### Exercise requirements
Copy out, exactly as written, only the line containing "Mark a point on every instance of the black" and the lines after it through the end of the records.
============================================================
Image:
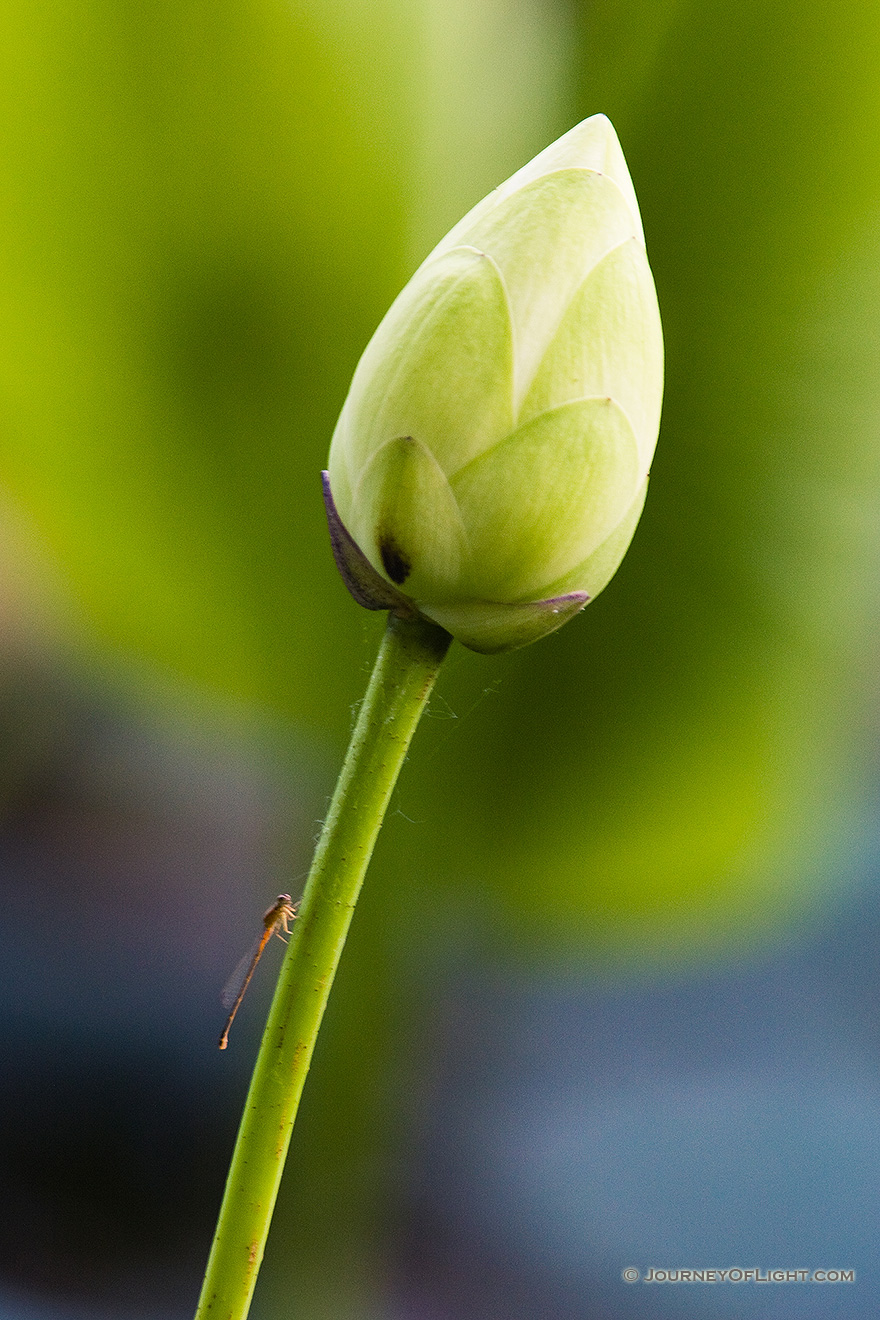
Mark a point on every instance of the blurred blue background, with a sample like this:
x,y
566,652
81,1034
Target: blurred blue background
x,y
611,993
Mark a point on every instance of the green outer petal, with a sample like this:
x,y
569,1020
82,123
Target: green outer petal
x,y
610,343
546,498
440,367
597,570
591,144
545,239
490,627
407,522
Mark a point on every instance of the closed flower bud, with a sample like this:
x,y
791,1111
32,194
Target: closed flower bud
x,y
491,460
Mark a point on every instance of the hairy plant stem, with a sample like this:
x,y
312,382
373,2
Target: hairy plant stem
x,y
408,661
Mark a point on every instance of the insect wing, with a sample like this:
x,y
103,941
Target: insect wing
x,y
232,988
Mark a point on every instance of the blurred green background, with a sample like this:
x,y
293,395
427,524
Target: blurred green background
x,y
205,210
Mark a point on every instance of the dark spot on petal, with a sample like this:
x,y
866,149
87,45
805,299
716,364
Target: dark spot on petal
x,y
395,562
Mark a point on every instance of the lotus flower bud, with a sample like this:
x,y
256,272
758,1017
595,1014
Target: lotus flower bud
x,y
491,460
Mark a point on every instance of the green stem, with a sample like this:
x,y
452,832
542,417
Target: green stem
x,y
408,661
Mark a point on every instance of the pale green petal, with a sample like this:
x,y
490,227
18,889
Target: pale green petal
x,y
407,522
593,144
608,343
338,469
488,627
546,498
597,570
545,239
438,368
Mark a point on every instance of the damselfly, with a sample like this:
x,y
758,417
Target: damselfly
x,y
275,920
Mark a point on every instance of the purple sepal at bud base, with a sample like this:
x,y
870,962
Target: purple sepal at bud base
x,y
364,584
486,626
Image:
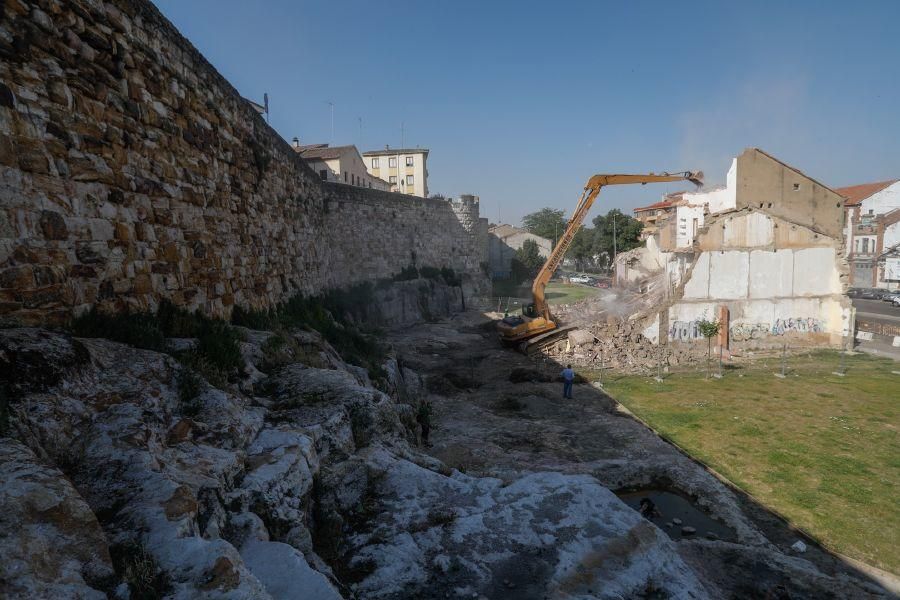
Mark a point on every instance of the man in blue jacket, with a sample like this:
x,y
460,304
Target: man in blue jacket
x,y
568,378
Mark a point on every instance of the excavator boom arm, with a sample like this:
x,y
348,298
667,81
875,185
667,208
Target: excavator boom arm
x,y
591,190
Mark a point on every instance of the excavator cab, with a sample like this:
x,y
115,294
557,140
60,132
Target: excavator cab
x,y
536,327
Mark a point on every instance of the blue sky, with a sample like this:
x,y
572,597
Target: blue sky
x,y
520,102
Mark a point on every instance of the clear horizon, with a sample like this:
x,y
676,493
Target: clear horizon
x,y
520,104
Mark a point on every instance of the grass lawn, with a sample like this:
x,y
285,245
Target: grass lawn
x,y
821,450
567,293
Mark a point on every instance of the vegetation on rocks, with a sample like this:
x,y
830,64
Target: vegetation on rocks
x,y
216,355
138,568
330,316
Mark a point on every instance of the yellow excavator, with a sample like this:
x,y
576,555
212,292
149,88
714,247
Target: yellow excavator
x,y
536,327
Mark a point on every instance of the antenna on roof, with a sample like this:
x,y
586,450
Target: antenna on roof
x,y
331,104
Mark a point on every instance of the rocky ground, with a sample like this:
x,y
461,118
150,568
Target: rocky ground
x,y
307,481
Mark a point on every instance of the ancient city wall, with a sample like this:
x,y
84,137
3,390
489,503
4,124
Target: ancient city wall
x,y
131,170
374,234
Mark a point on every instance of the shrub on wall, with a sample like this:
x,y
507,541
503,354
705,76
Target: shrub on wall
x,y
216,355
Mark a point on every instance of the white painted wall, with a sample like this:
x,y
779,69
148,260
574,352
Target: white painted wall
x,y
720,199
419,171
881,202
767,292
891,236
684,224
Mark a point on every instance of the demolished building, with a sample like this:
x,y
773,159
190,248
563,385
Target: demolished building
x,y
767,261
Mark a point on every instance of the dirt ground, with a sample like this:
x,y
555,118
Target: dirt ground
x,y
487,425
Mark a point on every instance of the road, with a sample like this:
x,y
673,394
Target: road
x,y
877,310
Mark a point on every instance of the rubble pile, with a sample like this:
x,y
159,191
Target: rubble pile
x,y
621,345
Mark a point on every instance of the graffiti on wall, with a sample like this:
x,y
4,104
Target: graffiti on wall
x,y
688,331
684,331
798,325
743,332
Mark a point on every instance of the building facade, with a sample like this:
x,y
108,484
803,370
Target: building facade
x,y
503,241
767,261
339,164
405,169
653,216
872,229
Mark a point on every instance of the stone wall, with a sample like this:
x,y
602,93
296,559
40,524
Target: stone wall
x,y
131,170
375,234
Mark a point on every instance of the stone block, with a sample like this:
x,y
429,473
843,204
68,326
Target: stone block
x,y
53,225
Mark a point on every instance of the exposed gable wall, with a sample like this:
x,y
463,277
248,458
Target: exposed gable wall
x,y
767,184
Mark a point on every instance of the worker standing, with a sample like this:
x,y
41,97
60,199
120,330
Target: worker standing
x,y
424,419
568,379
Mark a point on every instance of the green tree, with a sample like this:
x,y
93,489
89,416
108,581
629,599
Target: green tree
x,y
548,223
527,261
627,232
709,330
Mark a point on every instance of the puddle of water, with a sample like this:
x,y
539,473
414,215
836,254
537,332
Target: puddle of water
x,y
675,506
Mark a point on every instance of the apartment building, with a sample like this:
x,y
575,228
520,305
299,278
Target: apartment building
x,y
652,216
405,169
341,164
872,232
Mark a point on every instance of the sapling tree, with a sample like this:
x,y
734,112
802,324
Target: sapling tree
x,y
709,330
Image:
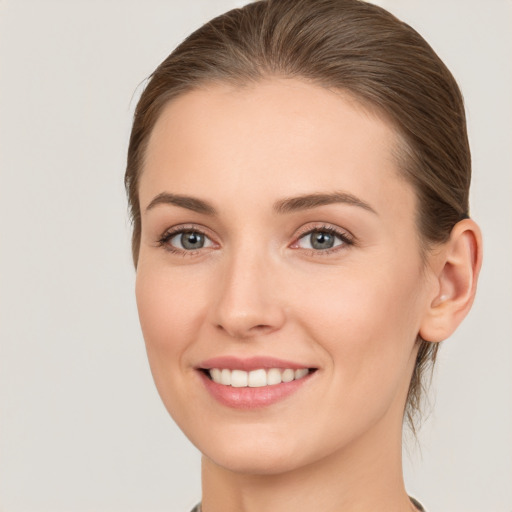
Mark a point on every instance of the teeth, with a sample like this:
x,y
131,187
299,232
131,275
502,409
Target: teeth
x,y
255,378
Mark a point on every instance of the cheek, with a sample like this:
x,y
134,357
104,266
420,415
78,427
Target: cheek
x,y
366,322
170,310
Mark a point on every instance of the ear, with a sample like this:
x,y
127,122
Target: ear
x,y
456,268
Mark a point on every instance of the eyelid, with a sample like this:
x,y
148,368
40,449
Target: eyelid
x,y
169,233
344,235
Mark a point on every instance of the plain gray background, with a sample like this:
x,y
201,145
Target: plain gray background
x,y
81,425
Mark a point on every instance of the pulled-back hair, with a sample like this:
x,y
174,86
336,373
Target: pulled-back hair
x,y
347,45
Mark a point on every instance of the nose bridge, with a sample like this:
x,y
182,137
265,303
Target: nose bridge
x,y
247,302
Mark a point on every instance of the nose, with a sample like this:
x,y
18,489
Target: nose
x,y
248,301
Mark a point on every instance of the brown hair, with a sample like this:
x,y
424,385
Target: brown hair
x,y
345,45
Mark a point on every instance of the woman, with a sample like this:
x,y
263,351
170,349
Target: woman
x,y
298,177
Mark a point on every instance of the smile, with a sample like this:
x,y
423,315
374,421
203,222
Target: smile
x,y
256,378
253,383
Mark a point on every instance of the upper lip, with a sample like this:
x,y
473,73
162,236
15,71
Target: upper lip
x,y
249,364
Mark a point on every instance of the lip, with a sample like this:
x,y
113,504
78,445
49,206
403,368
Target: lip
x,y
249,364
251,398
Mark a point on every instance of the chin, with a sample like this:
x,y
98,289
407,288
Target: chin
x,y
256,455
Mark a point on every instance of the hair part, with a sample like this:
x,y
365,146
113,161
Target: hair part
x,y
346,45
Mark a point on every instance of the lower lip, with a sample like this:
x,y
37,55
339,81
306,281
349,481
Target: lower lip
x,y
252,398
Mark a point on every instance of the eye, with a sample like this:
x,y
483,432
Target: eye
x,y
185,240
322,239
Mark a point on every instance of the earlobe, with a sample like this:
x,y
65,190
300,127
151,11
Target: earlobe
x,y
456,277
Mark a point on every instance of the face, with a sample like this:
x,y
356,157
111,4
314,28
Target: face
x,y
280,284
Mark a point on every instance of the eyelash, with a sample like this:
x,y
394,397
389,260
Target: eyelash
x,y
164,240
346,239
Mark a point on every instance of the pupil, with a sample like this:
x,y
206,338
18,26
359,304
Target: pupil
x,y
322,240
192,240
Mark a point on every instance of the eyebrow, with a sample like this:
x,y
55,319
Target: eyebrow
x,y
188,202
288,205
309,201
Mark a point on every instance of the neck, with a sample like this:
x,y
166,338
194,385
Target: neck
x,y
367,475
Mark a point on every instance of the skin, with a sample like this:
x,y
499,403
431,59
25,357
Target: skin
x,y
256,288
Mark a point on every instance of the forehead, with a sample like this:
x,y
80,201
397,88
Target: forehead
x,y
278,137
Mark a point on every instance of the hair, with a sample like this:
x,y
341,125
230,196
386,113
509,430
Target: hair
x,y
345,45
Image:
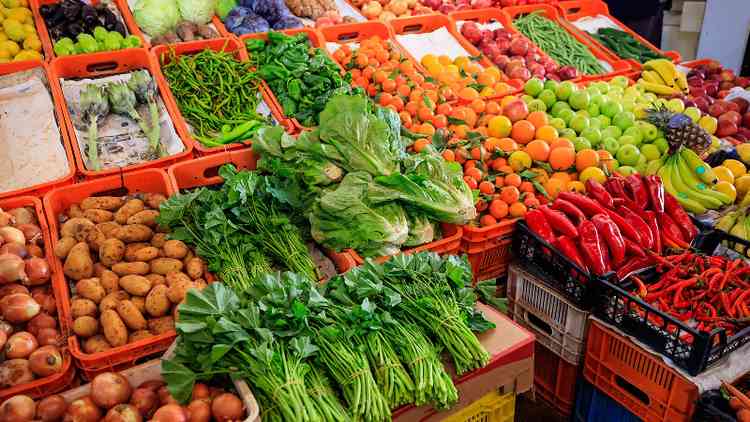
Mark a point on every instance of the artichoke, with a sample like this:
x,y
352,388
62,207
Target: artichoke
x,y
94,107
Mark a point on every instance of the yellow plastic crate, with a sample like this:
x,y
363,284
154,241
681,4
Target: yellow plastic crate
x,y
494,407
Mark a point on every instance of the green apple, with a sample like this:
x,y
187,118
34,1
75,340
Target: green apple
x,y
611,145
533,87
564,89
579,123
579,100
628,154
650,151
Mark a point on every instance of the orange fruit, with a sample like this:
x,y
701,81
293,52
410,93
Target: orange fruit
x,y
538,150
586,158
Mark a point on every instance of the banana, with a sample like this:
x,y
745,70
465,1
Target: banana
x,y
665,172
703,170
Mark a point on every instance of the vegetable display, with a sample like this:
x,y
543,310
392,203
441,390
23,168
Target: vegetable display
x,y
359,334
217,94
558,43
127,275
301,77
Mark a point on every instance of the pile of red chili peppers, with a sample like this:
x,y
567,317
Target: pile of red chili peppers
x,y
621,226
713,291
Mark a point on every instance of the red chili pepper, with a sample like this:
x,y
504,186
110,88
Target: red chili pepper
x,y
655,192
678,214
635,186
633,220
569,209
559,222
568,248
595,190
538,224
615,242
591,247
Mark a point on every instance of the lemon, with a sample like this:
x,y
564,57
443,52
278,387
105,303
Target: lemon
x,y
736,166
594,173
724,174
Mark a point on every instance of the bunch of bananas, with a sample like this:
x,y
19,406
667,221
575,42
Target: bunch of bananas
x,y
689,179
661,77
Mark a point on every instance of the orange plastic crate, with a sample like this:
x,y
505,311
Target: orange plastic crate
x,y
205,172
637,379
57,201
106,64
42,188
43,387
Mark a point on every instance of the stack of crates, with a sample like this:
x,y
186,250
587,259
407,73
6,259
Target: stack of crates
x,y
560,328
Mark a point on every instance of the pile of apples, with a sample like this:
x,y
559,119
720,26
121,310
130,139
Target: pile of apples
x,y
514,54
709,85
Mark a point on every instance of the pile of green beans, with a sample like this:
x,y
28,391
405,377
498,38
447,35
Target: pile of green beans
x,y
558,43
214,91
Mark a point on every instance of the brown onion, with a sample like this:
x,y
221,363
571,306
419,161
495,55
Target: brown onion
x,y
18,409
12,269
18,308
110,389
20,345
51,408
45,361
227,407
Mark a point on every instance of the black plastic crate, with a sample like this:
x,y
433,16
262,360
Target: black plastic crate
x,y
690,349
555,269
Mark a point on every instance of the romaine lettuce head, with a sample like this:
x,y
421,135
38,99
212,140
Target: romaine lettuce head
x,y
343,218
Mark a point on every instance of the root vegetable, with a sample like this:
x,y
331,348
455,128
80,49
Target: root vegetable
x,y
45,361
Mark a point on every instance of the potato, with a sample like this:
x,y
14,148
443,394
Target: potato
x,y
134,233
175,249
110,281
165,266
85,326
145,217
131,207
63,247
108,228
146,254
89,288
195,268
82,307
113,328
157,302
159,240
111,252
77,228
78,264
161,325
156,279
111,300
135,284
139,335
154,200
98,216
130,268
130,315
96,344
109,203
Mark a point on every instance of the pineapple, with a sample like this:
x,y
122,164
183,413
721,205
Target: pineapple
x,y
679,130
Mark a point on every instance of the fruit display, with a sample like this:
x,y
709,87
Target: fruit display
x,y
79,28
514,54
127,276
19,39
30,332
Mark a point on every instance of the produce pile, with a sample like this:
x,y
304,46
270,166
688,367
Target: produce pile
x,y
125,275
78,28
373,334
30,330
============================================================
### Answer to this task
Mark a point on every instance of the black plastic crate, with a sample like this:
x,y
433,16
262,360
Target: black plastic crate
x,y
690,349
555,269
Mark a point on every instance of the romaine lettuce head, with a sample like this:
x,y
421,135
38,99
212,140
Target: romaine lettuce head
x,y
343,218
Mark a point on every instance of the root vegetable, with a sample like this:
x,y
331,348
455,128
80,49
Target: root vegetable
x,y
45,361
Mark a point on every instance of the potato, with a sample like this:
x,y
14,148
443,394
Target: potato
x,y
134,233
175,249
110,281
165,266
85,326
145,217
131,207
63,247
108,228
146,254
89,288
195,268
82,307
113,328
157,302
159,240
111,252
77,228
78,264
161,325
156,279
111,300
135,284
139,335
154,200
98,216
130,268
130,315
96,344
109,203
Mark a point on every instance of the pineapple, with a sample like this:
x,y
122,164
183,413
721,205
Target: pineapple
x,y
679,130
Mark a point on every instance of the fruit display, with a sample like this:
x,y
709,87
Target: fruit display
x,y
79,28
514,54
127,276
19,39
30,332
Mark a point on every instance of the produce pile, with a sample like this:
x,y
304,46
270,166
688,367
Target: produce pile
x,y
125,275
78,28
373,334
30,330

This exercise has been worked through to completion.